## [Given request A]
Show each line of the rows that includes the string "wading".

## [Selected extract]
# Good archery boots?



## inbowrange (Sep 11, 2007)

Anyone know a good, quiet, durable hiking/hunting boot for around $100??


----------



## stablebuck (Nov 22, 2007)

I have Salomon GTX mid-pro shoes for early season archery hunting, but they are uninsulated so they don't work very well for sitting a stand in October. But for still hunting/spot and stalk hunting they work great until the snow starts to fly.


----------



## swbuckmaster (Sep 14, 2007)

I use a keen hiking shoe there light and quiet. If im worried about burs in my socks ill use a small gator. I never wear boots until the snow flies.

Most boots for archery have a very hard non flexible sole. There heavy, clunky and loud. With the shoes i have i almost dont need to take them off to close the distance.


----------



## Duckholla (Sep 24, 2007)

## [Given request B]
In the archery boots thread, what reason does stablebuck give for the Salomon GTX mid-pro shoes not working well for sitting a stand in October? Answer in one to three sentences.

Segmentation labeling entries:
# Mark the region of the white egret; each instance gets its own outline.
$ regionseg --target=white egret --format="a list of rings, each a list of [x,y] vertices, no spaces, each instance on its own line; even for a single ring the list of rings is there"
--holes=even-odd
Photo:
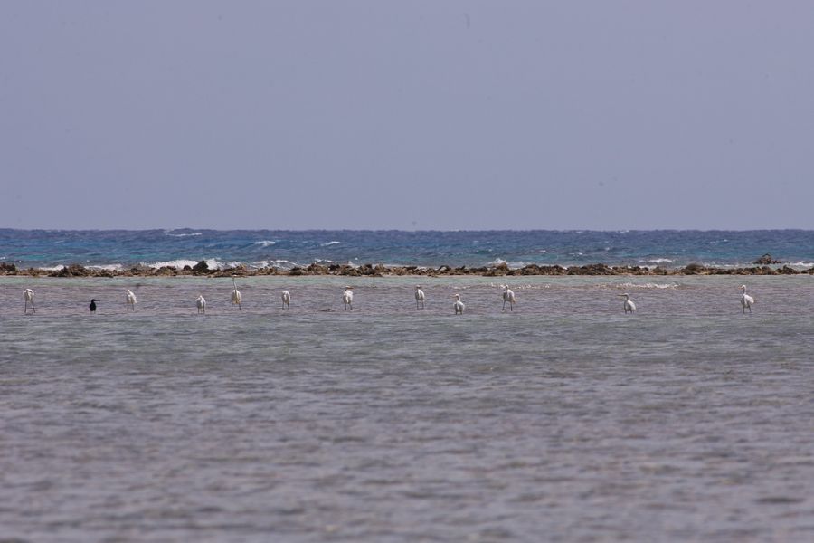
[[[242,311],[243,308],[241,305],[241,291],[237,290],[237,284],[234,282],[234,276],[232,277],[232,285],[234,287],[234,291],[232,291],[232,310],[234,310],[234,304],[238,304],[238,309]]]
[[[342,302],[345,304],[345,310],[347,310],[347,308],[351,309],[351,311],[354,310],[354,288],[353,287],[345,287],[345,292],[342,293]]]
[[[127,292],[128,309],[129,310],[130,307],[132,307],[133,310],[135,311],[136,310],[136,301],[137,301],[136,295],[133,294],[133,291],[128,289],[128,292]]]
[[[636,304],[630,300],[630,295],[625,292],[624,294],[619,294],[619,296],[625,299],[625,315],[634,313],[636,311]]]
[[[415,288],[415,309],[419,309],[419,303],[421,304],[421,309],[424,309],[424,291],[421,291],[421,285],[418,285]]]
[[[28,312],[28,304],[31,304],[31,309],[33,310],[33,312],[37,312],[37,309],[33,307],[33,291],[31,289],[25,289],[23,291],[23,298],[25,299],[25,309],[23,311],[24,313]]]
[[[746,312],[746,308],[749,308],[749,312],[752,313],[754,298],[746,293],[746,285],[741,285],[741,289],[743,291],[743,295],[741,296],[741,307],[743,308],[743,313]]]
[[[509,302],[509,310],[515,310],[515,302],[517,301],[515,300],[515,291],[508,288],[508,285],[503,286],[503,310],[506,310],[506,302]]]

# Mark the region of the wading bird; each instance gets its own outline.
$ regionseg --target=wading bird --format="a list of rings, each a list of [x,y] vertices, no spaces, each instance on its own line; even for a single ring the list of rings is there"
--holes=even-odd
[[[345,292],[342,293],[342,302],[345,304],[345,310],[347,310],[347,308],[350,308],[351,311],[354,310],[354,288],[353,287],[345,287]]]
[[[234,282],[234,277],[232,278],[232,285],[234,287],[234,291],[232,291],[232,310],[234,310],[234,304],[238,304],[238,309],[240,310],[243,310],[242,306],[241,306],[241,291],[237,290],[237,284]]]
[[[25,299],[25,309],[23,310],[24,313],[28,312],[28,304],[31,304],[31,309],[33,310],[33,312],[37,312],[37,309],[33,307],[33,291],[31,289],[25,289],[23,291],[23,298]]]
[[[619,294],[619,296],[625,299],[625,315],[628,313],[633,313],[636,311],[636,304],[630,300],[630,295],[625,292],[624,294]]]
[[[421,304],[421,309],[424,309],[424,291],[421,291],[421,285],[418,285],[415,288],[415,309],[419,309],[419,304]]]
[[[743,308],[743,312],[746,312],[746,308],[749,308],[749,312],[752,312],[752,305],[754,303],[754,298],[746,293],[746,285],[741,285],[741,290],[743,291],[743,296],[741,296],[741,307]]]
[[[128,309],[129,310],[132,307],[133,310],[135,311],[136,310],[136,301],[137,301],[136,295],[133,294],[133,291],[128,289],[128,292],[127,292]]]
[[[509,310],[515,310],[515,302],[517,301],[515,300],[515,291],[508,288],[508,285],[504,285],[503,291],[503,310],[506,310],[506,302],[509,302]]]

## [Worked solution A]
# Mark the region of the wading bird; each instance gets its own outline.
$ regionseg --target=wading bird --format="a list of rings, each a list of [x,y] vertices, no spaces, each instance on its own line; even for a single ring the list of rings is there"

## [Worked solution B]
The Salomon GTX mid-pro shoes are uninsulated, so they don't work very well for sitting a stand in October. For still hunting and spot-and-stalk hunting, they work great until the snow starts to fly.